Engineering artificial protein assemblies based on natural protein oligomeric domains
Protein based nanotechnology is an emerging field, which could someday provide novel protein materials for biomedical, biotechnology and other industries. In Nature, many proteins occur as ordered homomeric assemblies, such as virus capsids and microtubules. These natural protein assemblies not only play crucial functions in their biological context, but also can be adopted for various applications. As an example, the capsids of adenoviruses can be used for gene delivery for potential gene therapy. However, there are only limited numbers of natural protein assemblies available for such applications. It will be of great advantage if protein assemblies with novel properties can be designed and engineered to fulfill the needs of specific applications.
Engineering ordered protein assemblies has been a challenging task for protein engineers. Compared to the more advanced field of DNA based nanotechnology, protein based nanotechnology is still in its infancy. Specific interactions can be easily engineered in DNA molecules through complementary hydrogen bonding between base pairs, which can facilitate the assemblies of DNA molecules into various shapes. On the other hand, protein interactions are much more difficult to engineer and hence protein engineers need to design artificial protein assemblies based on a limited number of distinct interactions. As can be learned from natural protein assemblies and crystallography, symmetric operations can expand a small number of distinct interactions into a network of interactions that can embody ordered protein assemblies.
Based on the concept of symmetry, principles for designing ordered protein assemblies can be derived. Two strategies are conceived to fulfill the design principles in my dissertation. The first is to fuse two natural oligomeric domains through the use of helix linkers. Carefully designed fusion proteins can lead to self-assembled protein architectures. A model system of the helix-fusion strategy is studied in great detail by x-ray crystallography and other biophysical methods, while several other helix-fusion systems are also characterized. The second strategy involves merging natural oligomeric domains into chimeric proteins that are capable of forming higher-order assemblies. Several design targets by this chimeric-protein based approach are characterized and presented. My study shows that large protein assemblies can be achieved through the two strategies. Together with other contemporary engineering strategies, the field of protein-based nanotechnology might one day rival the DNA-based counterpart.

* [Tasks and exercises]
1) Answer these questions using the passage on artificial protein assemblies:
(a) The capsids of which viruses can be used for gene delivery?
(b) Through what can specific interactions be easily engineered in DNA molecules?
(c) What are used to fuse two natural oligomeric domains in the first strategy?
2) Reproduce the part of the passage on artificial protein assemblies starting with "Engineering ordered protein" and going on through "ordered protein assemblies.".
The items that come next are taken from a separate source.

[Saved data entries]
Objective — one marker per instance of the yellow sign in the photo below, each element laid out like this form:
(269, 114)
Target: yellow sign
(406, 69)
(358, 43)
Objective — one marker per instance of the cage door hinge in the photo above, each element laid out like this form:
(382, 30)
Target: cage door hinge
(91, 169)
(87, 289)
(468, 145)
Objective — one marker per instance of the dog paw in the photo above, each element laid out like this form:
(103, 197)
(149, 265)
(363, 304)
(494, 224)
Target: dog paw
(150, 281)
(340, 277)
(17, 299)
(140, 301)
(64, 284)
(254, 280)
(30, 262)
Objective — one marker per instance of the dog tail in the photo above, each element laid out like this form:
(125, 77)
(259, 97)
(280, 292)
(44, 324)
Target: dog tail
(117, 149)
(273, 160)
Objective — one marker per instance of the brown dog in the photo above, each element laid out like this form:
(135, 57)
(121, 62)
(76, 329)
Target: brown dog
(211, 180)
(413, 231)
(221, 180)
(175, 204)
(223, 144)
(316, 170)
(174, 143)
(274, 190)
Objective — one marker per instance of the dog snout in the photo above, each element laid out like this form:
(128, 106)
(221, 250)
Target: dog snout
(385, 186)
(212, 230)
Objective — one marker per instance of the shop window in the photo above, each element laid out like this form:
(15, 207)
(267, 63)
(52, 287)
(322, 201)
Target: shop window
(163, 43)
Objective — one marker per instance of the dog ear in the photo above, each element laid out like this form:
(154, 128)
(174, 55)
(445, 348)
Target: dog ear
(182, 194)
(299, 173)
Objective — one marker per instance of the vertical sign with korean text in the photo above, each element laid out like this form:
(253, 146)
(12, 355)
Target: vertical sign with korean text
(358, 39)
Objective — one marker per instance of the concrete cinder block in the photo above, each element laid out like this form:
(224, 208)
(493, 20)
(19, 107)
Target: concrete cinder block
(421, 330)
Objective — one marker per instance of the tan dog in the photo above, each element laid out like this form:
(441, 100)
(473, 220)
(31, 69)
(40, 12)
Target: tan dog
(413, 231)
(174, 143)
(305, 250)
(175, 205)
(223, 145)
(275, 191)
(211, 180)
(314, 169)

* [Solutions in order]
1)
(a) Adenoviruses.
(b) Complementary hydrogen bonding between base pairs.
(c) Helix linkers.

2)
Engineering ordered protein assemblies has been a challenging task for protein engineers. Compared to the more advanced field of DNA based nanotechnology, protein based nanotechnology is still in its infancy. Specific interactions can be easily engineered in DNA molecules through complementary hydrogen bonding between base pairs, which can facilitate the assemblies of DNA molecules into various shapes. On the other hand, protein interactions are much more difficult to engineer and hence protein engineers need to design artificial protein assemblies based on a limited number of distinct interactions. As can be learned from natural protein assemblies and crystallography, symmetric operations can expand a small number of distinct interactions into a network of interactions that can embody ordered protein assemblies.